Task input:
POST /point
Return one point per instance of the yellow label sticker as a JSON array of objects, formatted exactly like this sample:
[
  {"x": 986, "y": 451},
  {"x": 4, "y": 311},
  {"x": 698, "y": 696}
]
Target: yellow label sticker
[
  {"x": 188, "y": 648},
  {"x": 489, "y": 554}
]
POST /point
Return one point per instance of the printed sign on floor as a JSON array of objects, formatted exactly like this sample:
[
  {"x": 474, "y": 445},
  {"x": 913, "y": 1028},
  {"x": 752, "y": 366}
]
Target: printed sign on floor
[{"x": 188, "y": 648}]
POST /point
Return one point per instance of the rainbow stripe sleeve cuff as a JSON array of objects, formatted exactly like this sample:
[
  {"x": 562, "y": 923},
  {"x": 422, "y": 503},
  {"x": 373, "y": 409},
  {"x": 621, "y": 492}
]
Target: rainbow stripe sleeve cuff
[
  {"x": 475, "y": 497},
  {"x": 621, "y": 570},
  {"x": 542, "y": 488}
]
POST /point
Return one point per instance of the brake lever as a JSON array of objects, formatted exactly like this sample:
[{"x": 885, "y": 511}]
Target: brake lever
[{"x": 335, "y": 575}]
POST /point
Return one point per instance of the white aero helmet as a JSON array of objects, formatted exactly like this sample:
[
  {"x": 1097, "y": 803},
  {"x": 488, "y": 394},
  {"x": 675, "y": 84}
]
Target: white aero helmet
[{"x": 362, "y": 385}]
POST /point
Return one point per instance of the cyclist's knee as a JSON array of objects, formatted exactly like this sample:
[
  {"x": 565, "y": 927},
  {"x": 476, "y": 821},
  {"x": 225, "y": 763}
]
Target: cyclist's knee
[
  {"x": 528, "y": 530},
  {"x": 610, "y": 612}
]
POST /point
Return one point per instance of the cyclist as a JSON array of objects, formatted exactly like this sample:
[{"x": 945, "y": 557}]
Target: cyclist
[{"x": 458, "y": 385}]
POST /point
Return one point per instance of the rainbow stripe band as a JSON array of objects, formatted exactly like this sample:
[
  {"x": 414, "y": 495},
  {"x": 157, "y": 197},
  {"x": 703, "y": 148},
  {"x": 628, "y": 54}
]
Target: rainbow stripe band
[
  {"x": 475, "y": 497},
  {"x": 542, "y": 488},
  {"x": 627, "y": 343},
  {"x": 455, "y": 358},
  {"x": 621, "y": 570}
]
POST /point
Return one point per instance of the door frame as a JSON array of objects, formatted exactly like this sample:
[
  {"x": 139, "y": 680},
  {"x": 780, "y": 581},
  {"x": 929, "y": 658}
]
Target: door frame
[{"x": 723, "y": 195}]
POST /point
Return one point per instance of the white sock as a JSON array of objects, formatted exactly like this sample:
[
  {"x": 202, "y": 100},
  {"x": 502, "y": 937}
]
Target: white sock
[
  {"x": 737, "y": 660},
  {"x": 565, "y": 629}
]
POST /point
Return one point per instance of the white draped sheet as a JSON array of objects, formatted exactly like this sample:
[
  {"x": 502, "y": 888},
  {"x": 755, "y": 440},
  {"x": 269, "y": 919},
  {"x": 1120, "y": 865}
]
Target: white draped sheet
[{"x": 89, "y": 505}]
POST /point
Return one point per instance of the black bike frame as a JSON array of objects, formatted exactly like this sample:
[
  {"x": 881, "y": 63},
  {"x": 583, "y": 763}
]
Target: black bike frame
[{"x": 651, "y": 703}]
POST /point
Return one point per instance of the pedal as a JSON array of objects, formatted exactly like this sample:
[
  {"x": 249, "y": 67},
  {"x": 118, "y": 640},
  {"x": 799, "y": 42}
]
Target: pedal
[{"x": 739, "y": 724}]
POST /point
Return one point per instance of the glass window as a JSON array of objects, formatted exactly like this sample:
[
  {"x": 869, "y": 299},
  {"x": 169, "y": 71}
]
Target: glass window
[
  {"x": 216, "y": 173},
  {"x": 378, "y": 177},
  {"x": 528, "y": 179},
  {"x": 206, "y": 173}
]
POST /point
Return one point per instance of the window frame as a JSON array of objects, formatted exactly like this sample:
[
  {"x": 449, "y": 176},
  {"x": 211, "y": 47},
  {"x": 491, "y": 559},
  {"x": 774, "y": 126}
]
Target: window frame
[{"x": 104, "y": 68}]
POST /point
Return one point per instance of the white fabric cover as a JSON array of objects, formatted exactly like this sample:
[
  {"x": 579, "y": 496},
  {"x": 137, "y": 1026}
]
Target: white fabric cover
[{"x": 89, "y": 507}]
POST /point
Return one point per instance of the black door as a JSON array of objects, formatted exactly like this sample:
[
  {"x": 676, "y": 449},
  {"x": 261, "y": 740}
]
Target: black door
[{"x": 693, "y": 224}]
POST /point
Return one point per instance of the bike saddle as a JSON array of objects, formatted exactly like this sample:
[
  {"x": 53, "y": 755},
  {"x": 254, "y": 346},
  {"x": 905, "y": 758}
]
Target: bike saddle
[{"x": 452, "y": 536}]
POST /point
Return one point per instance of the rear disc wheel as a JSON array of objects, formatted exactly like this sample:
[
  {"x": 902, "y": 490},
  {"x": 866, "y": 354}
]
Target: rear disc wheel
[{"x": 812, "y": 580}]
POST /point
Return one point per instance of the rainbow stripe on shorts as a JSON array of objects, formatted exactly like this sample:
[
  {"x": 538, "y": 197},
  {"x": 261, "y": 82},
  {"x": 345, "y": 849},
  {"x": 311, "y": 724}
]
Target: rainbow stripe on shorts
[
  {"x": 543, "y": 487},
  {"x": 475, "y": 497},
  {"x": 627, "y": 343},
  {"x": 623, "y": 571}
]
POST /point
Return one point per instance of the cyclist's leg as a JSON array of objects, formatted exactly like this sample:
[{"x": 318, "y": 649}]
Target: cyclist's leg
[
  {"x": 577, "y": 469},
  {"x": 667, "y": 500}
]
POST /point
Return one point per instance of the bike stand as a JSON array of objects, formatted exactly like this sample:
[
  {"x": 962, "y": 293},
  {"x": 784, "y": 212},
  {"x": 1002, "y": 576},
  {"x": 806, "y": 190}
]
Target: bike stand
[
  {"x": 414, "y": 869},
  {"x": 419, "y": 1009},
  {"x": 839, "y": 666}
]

About this exercise: Nothing in the entries may change. Retype them all.

Exercise solution:
POST /point
Return one point per instance of the yellow label sticker as a JSON array of objects, formatted exactly like this sample:
[
  {"x": 986, "y": 451},
  {"x": 4, "y": 311},
  {"x": 698, "y": 696}
]
Target: yellow label sticker
[
  {"x": 188, "y": 648},
  {"x": 489, "y": 554}
]
POST /point
Return one point per instance of the printed sign on floor as a JSON array of objects, formatted exactly like this sample:
[
  {"x": 474, "y": 445},
  {"x": 913, "y": 1028},
  {"x": 752, "y": 366}
]
Target: printed sign on floor
[{"x": 188, "y": 648}]
POST /point
Return one point per instance of the rainbow stripe sleeve cuff as a JSON array of objects, formatted exactly like this sample:
[
  {"x": 562, "y": 923},
  {"x": 422, "y": 503},
  {"x": 373, "y": 409},
  {"x": 621, "y": 492}
]
Target: rainbow stripe sleeve cuff
[
  {"x": 475, "y": 497},
  {"x": 621, "y": 570},
  {"x": 542, "y": 488}
]
POST /point
Return one point per instance of the brake lever as a JSON array of objects, formatted exactly like this sample:
[{"x": 885, "y": 511}]
Target: brake lever
[{"x": 335, "y": 575}]
POST /point
Return one point per instance of the white aero helmet as a JSON array of objects, formatted exactly like this sample:
[
  {"x": 1097, "y": 803},
  {"x": 488, "y": 394},
  {"x": 675, "y": 84}
]
Target: white aero helmet
[{"x": 362, "y": 385}]
POST /point
Return one point per instance of the cyclist's knee as a JSON array of objects, formatted exactly like this sample:
[
  {"x": 565, "y": 927},
  {"x": 476, "y": 821},
  {"x": 225, "y": 763}
]
Target: cyclist's knee
[
  {"x": 528, "y": 530},
  {"x": 610, "y": 612}
]
POST /point
Return one point per instance of the cyclist as a JSON array of objects, formatted exactly like this sample:
[{"x": 945, "y": 557}]
Target: cyclist
[{"x": 458, "y": 385}]
POST /point
Return one point per instance of the rainbow stripe band as a JSON array of objects, formatted exactly like this sample:
[
  {"x": 414, "y": 495},
  {"x": 157, "y": 197},
  {"x": 703, "y": 148},
  {"x": 628, "y": 54}
]
Target: rainbow stripe band
[
  {"x": 475, "y": 497},
  {"x": 542, "y": 488},
  {"x": 627, "y": 343},
  {"x": 455, "y": 358},
  {"x": 621, "y": 570}
]
POST /point
Return one point per instance of the door frame as a JSON array of objects, formatted exactly like this sample:
[
  {"x": 139, "y": 680},
  {"x": 780, "y": 581},
  {"x": 929, "y": 658}
]
Target: door frame
[{"x": 723, "y": 195}]
POST /point
Return one point per instance of the white sock as a JSON array of objects, formatted exactly like this sample:
[
  {"x": 202, "y": 100},
  {"x": 502, "y": 937}
]
Target: white sock
[
  {"x": 737, "y": 660},
  {"x": 565, "y": 629}
]
POST /point
Return one point per instance of the white draped sheet as a JSON array of objects, formatted exactly like this sample:
[
  {"x": 502, "y": 888},
  {"x": 755, "y": 440},
  {"x": 269, "y": 919},
  {"x": 1120, "y": 865}
]
Target: white draped sheet
[{"x": 89, "y": 505}]
POST /point
Return one point per instance of the black bike frame as a JSON array of objects, formatted exactly like this sample:
[
  {"x": 881, "y": 63},
  {"x": 583, "y": 763}
]
Target: black bike frame
[{"x": 651, "y": 703}]
POST /point
Return one point per instance of the pedal as a JSON array of objects, formatted exactly like this sample:
[
  {"x": 249, "y": 67},
  {"x": 118, "y": 640},
  {"x": 799, "y": 42}
]
Target: pedal
[{"x": 739, "y": 724}]
POST /point
Return one point per instance of the glass window as a JSON array of objects, formatted exactly like this sample:
[
  {"x": 869, "y": 299},
  {"x": 169, "y": 71}
]
Target: glass window
[
  {"x": 216, "y": 173},
  {"x": 378, "y": 177},
  {"x": 528, "y": 179},
  {"x": 206, "y": 173}
]
POST /point
Return one point per instance of the window frame as a JSON array of objects, formatted exactly like this sample:
[
  {"x": 449, "y": 176},
  {"x": 211, "y": 47},
  {"x": 491, "y": 559},
  {"x": 774, "y": 126}
]
Target: window frame
[{"x": 104, "y": 68}]
POST /point
Return one point per instance of the white fabric cover as a JSON array of objects, formatted exactly like this sample:
[
  {"x": 579, "y": 496},
  {"x": 137, "y": 1026}
]
Target: white fabric cover
[{"x": 89, "y": 507}]
POST /point
Return one point per instance of the black door as a JSON array of objects, formatted exactly like this sample:
[
  {"x": 676, "y": 449},
  {"x": 261, "y": 740}
]
Target: black door
[{"x": 693, "y": 224}]
POST /point
Return one point per instance of the bike saddle as a JSON array of objects, formatted exactly like this sample:
[
  {"x": 53, "y": 755},
  {"x": 254, "y": 346},
  {"x": 905, "y": 758}
]
Target: bike saddle
[{"x": 452, "y": 536}]
POST /point
Return one point per instance of the rear disc wheel as a JSON array of objects, formatted exactly like this sample:
[
  {"x": 902, "y": 490},
  {"x": 866, "y": 354}
]
Target: rear disc wheel
[{"x": 812, "y": 580}]
POST /point
Return one point per instance of the rainbow stripe on shorts as a JSON array of objects, formatted exactly like this sample:
[
  {"x": 538, "y": 197},
  {"x": 261, "y": 82},
  {"x": 345, "y": 849},
  {"x": 311, "y": 724}
]
Target: rainbow stripe on shorts
[
  {"x": 543, "y": 487},
  {"x": 475, "y": 497},
  {"x": 627, "y": 343},
  {"x": 623, "y": 571}
]
POST /point
Return one point per instance of the cyclist's leg as a JSON array of objects, formatted exactly like this sample:
[{"x": 318, "y": 649}]
Target: cyclist's leg
[
  {"x": 577, "y": 469},
  {"x": 667, "y": 500}
]
POST /point
Return one point per instance of the bike stand as a JSON array of objects, formatted exactly like this sample:
[
  {"x": 962, "y": 293},
  {"x": 784, "y": 212},
  {"x": 1002, "y": 576},
  {"x": 806, "y": 190}
]
Target: bike stand
[
  {"x": 414, "y": 869},
  {"x": 419, "y": 1009},
  {"x": 839, "y": 666}
]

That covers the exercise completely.